* WORK TO BE COMPLETED *
Copy the records from the line with "Which on-screen element corresponds to the carved" up to and including the line with "[0,147,95,310]", replacing "statue" with "sculpture" and leaving everything else unchanged.

* SUPPLIED DATA *
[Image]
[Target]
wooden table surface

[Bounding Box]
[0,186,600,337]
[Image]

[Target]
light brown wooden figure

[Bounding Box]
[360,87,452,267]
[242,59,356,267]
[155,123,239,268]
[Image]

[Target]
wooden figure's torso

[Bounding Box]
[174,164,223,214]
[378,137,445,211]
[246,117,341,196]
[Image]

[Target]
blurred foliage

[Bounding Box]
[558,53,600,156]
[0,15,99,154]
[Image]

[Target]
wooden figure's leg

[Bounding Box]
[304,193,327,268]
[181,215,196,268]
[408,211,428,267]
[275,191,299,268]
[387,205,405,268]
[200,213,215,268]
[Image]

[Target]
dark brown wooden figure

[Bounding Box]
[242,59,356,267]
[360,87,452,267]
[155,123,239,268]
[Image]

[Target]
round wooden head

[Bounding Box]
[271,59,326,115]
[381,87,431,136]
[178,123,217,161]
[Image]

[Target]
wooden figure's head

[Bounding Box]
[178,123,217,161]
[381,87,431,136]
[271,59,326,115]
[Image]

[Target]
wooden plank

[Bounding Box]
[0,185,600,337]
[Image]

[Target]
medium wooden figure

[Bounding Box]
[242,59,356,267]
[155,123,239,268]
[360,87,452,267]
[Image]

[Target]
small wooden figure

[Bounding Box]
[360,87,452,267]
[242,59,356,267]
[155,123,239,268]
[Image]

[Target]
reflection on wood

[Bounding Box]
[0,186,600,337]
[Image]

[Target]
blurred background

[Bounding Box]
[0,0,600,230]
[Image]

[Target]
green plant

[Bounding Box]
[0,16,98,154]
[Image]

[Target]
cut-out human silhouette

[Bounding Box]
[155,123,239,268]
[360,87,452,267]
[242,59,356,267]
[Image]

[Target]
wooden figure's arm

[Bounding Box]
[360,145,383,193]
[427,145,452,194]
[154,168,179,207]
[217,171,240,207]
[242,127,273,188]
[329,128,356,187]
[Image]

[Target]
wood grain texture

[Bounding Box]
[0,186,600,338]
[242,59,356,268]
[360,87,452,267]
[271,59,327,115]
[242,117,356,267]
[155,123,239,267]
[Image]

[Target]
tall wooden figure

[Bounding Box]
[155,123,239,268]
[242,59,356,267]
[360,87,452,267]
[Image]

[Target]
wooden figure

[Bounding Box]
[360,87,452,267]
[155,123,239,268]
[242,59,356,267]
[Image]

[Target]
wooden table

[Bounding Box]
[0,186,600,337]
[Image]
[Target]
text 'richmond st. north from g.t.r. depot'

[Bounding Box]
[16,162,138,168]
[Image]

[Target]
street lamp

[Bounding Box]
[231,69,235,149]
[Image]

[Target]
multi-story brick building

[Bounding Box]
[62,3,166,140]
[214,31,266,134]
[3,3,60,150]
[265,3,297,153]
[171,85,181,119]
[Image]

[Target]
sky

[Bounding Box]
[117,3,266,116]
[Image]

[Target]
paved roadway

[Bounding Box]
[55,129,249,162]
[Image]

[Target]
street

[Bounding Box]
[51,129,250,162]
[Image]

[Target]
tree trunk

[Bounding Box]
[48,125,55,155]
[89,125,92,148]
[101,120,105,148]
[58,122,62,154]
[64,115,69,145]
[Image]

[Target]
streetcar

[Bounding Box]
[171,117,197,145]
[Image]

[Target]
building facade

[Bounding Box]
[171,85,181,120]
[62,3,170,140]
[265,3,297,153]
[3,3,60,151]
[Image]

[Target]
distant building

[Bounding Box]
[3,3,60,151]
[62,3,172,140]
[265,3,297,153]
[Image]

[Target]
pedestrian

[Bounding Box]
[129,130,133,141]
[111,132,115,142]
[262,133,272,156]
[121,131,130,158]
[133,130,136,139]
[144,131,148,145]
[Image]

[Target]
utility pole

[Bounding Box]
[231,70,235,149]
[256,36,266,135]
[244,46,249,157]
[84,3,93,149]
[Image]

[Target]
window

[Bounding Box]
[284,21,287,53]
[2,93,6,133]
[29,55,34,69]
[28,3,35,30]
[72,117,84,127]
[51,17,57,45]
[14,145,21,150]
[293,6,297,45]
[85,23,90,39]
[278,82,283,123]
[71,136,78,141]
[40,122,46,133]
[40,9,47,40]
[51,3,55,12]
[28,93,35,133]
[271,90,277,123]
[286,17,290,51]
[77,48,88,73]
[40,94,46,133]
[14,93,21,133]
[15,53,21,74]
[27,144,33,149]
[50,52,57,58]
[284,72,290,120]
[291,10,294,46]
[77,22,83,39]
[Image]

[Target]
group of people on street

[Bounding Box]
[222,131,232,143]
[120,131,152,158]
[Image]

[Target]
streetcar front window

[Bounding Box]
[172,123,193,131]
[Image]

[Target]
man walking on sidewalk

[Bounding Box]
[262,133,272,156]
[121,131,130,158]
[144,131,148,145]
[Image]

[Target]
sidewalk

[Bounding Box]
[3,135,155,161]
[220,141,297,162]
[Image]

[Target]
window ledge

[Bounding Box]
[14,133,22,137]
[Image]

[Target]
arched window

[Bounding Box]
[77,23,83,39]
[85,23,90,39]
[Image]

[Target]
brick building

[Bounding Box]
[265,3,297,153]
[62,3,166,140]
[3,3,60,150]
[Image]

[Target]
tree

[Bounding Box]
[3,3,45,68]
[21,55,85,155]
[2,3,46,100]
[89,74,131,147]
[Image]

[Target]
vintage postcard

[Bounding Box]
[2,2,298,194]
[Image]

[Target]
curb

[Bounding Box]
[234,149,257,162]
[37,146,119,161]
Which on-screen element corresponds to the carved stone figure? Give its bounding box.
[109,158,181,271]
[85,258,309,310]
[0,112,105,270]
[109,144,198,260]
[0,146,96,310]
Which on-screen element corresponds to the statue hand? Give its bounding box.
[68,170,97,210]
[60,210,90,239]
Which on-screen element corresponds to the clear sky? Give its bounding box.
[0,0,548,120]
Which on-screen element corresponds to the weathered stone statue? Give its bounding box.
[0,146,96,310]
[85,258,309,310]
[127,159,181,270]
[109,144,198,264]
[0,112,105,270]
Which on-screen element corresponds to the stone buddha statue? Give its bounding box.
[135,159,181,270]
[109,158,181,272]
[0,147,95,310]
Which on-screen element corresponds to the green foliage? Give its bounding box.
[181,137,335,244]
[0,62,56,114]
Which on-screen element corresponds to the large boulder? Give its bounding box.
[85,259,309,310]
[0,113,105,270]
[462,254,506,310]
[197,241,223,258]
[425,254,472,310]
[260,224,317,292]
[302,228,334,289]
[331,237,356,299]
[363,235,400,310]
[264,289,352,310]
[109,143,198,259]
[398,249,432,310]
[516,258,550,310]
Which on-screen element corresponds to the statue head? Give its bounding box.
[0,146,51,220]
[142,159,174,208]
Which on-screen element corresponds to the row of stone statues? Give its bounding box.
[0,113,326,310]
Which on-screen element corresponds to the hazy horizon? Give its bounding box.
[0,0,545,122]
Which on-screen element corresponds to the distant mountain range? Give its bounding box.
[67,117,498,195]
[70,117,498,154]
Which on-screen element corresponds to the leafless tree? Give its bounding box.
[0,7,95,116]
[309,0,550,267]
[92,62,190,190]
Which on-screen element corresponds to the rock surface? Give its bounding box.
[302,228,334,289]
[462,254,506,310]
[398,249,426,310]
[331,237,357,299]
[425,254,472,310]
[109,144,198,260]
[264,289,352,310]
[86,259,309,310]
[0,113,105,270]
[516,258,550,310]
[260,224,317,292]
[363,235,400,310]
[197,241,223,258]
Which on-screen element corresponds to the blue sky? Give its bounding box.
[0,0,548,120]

---

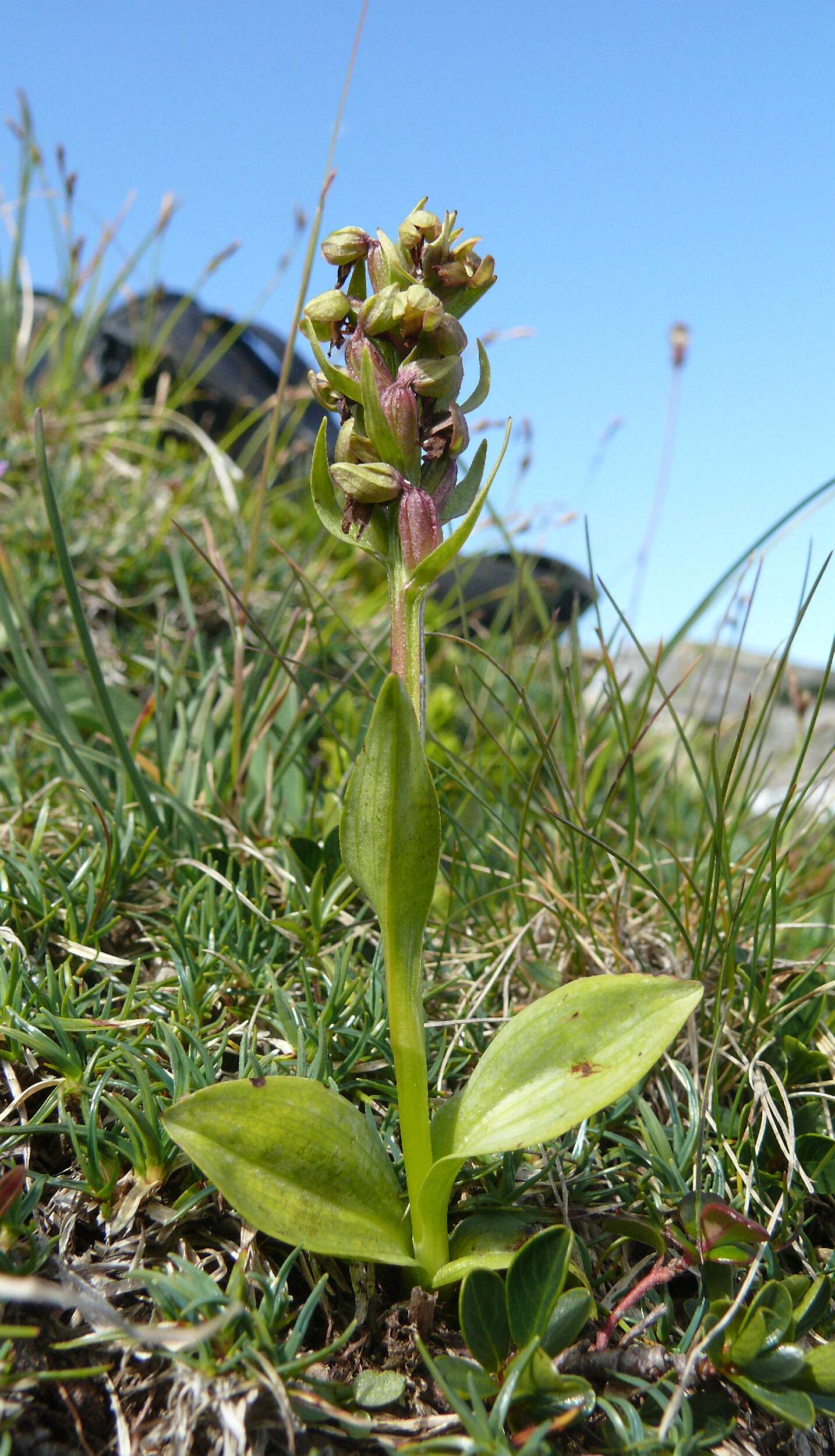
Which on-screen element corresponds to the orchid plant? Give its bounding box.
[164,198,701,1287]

* COMPLETED EXERCISE *
Which on-screen element corresponds to the carved stone figure? Give its bounding box.
[109,158,181,271]
[85,258,309,310]
[0,112,105,270]
[109,144,198,260]
[0,146,96,310]
Which on-screen element corresponds to the sculpture hand? Give its bounding box.
[68,170,97,210]
[60,210,90,239]
Which on-screen element corresponds to the clear sky? Give its bounding box.
[0,0,548,120]
Which on-screen element corresponds to the weathered stone sculpture? Give its bounding box.
[0,146,96,310]
[85,258,309,310]
[127,159,181,270]
[109,144,198,264]
[0,112,105,270]
Which on-screen element corresponds to the stone buddha sculpture? Give its bounding box.
[135,159,181,270]
[109,158,181,272]
[0,147,95,310]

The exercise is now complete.